■ **What is required**
Repeat every line of the data below without changing anything.

___ Material

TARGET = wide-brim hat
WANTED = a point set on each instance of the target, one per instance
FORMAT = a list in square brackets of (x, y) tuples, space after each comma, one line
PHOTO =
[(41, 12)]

______

■ **Response for this exercise**
TARGET = wide-brim hat
WANTED = a point set on each instance of the target, one per instance
FORMAT = a list in square brackets of (x, y) tuples, space after each comma, one line
PHOTO =
[(41, 12)]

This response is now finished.